■ **Study text**

I’ve always been quite basic with skincare but want to make more effort now I’m in my 40s, however I’m not about to start spending a fortune on a 10-step regime. Which products should I be prioritising?

“If a 10-step routine is not your thing, there is no reason to add unnecessary products because you feel your skin needs more. A minimalist routine that only takes a few minutes of your time, no layering required, is still best!” says Dr Colette Haydon, dermo-pharmacist and founder of lixirskin. “All skin shares the same essential needs, so there’s no need for a separate eye cream, neck cream, etc. I created lixirskin to deliver that special ‘good skin’ look and feel; hydrated to perfection, glowing, plump and firm.

“To address the specific need of menopausal skin, I recommend to simply add a booster to your routine. Essentially the skin becomes thinner, which leads to sagging and a crepey texture. Our Night Switch Phytoestrogen & Peptide (£32) is a complex of liposomal genistein and collagen tripeptide designed to help improve density and elasticity of thinning perimenopausal and post-menopausal skin. Always use your booster at night, which is when the skin goes into repair mode.”

I like the skincare products I used in my 30s – do I really have to change what I’m using now I’ve reached perimenopause years?

Woman applying moisturiser to her face in front of the bathroom mirror
Woman applying moisturiser to her face in front of the bathroom mirror Do I really need to change my skincare products as I get older? (Alamy/PA) (Alamy Stock Photo)

■ **What to work on**
1: Return the part of the skincare piece that begins at the words "I’ve always been" and ends after "I be prioritising?", copied word for word.
2: Resume the skincare article, starting after its last sentence.

[Saved entries]
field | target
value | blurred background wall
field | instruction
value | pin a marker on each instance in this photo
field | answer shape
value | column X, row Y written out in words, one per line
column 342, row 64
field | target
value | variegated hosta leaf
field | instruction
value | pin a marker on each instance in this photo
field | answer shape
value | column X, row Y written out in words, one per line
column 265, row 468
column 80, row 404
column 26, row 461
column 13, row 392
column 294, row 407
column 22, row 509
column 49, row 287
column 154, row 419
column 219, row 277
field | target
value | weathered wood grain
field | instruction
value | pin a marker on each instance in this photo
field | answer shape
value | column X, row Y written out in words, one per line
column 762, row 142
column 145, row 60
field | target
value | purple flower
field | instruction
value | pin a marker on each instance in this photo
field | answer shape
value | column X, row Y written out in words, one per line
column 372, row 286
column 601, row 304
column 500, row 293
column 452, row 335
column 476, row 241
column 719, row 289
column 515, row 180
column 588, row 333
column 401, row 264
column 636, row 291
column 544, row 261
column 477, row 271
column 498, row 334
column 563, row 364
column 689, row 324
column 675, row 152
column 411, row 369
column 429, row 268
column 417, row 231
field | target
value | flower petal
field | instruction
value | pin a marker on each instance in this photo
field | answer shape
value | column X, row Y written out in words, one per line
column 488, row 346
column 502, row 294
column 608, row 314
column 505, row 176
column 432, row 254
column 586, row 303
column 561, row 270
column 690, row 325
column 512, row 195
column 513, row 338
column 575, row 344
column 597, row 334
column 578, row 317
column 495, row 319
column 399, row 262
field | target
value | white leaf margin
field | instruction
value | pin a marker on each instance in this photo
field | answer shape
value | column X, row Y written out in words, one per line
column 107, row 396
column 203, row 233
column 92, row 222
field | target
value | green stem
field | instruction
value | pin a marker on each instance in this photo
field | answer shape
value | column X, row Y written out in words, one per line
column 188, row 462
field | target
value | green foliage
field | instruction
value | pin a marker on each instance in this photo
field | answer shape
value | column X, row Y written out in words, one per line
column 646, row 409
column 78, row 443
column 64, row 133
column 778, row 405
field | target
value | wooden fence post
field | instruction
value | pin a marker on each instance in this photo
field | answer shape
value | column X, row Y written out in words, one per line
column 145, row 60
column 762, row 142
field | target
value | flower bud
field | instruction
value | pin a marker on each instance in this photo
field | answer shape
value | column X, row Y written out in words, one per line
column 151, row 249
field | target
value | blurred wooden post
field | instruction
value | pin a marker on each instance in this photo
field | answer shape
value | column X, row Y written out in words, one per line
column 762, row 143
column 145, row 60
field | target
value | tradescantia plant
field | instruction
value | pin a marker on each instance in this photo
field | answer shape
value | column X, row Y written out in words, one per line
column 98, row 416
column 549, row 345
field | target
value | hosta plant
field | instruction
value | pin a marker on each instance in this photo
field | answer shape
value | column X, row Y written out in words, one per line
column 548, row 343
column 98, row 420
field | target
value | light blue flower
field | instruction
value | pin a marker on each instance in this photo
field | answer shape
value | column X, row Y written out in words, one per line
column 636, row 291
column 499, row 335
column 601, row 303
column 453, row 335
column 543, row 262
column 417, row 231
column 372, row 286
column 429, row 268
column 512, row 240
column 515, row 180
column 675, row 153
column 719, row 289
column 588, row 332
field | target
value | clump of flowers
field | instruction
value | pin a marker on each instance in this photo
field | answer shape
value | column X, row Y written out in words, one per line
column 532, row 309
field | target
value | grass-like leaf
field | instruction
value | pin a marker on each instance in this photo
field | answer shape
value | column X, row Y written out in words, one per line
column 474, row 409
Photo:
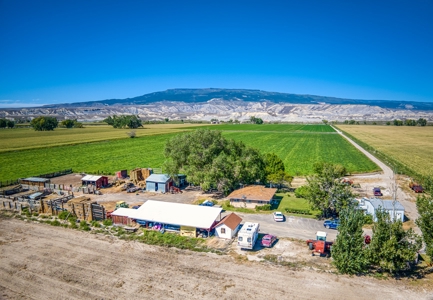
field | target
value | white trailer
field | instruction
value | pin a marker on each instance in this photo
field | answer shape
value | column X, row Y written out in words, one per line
column 248, row 235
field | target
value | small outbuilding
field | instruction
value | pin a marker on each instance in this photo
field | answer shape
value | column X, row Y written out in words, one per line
column 158, row 183
column 228, row 226
column 251, row 196
column 97, row 181
column 394, row 208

■ **Response list**
1:
I’ve always been quite basic with skincare but want to make more effort now I’m in my 40s, however I’m not about to start spending a fortune on a 10-step regime. Which products should I be prioritising?

2:
“From age 25 onwards, our collagen is depleting every year and we start to see the ageing process happen. Also, some women will experience hormonal changes like coming off the contraceptive pill, and then perimenopause can throw our hormones into disarray. Our skin is a living organ and it reacts to many things, like stress and hormonal changes, especially in perimenopause,” says facialist Justine Masters.

“With the decline of oestrogen and progesterone, skin can become extremely dry, acne-prone, as well as more irritated and have more inflammation. We start to notice changes like pore sizes, pigmentation, fine lines and wrinkles. Our collagen depletes even further with our fluctuating hormones. We can retain less moisture and produce less oils in the epidermis and we lose volume, tone and texture. So, we might have to adjust our products to suit our skin concerns. Every skin will experience different issues. Seeing an expert can help you understand what yours needs, and find the right skincare routine to help you maintain healthy skin at any age.”

My skin seems permanently flushed across my nose and cheeks now. Is this hot flushes, or has perimenopause triggered rosacea?

“Skin flushing is very common during perimenopause, caused by increased blood flow that enlarges and dilates the blood vessels, making skin red and warm. Anxiety, stress, alcohol, coffee and spicy foods can trigger flushes, so keep a note to see if any of these affect you – and if so, try avoiding them,” says Vearncombe.

“Hot flushes generally last a few minutes before the skin calms down. If you have permanent flushing on your cheeks and nose that doesn’t respond to calming skincare products, it may be something else. Rosacea is a chronic, inflammatory skin condition whereby the skin is flushed, the texture can feel bumpy and pus-filled spots may appear. The skin feels sore, sensitive and can sting. If you have these symptoms, seek advice and if diagnosed, look for specialist products to soothe, smooth and calm the skin.”

I’ve started getting a few spots and breakouts for the first time in years – what’s going on?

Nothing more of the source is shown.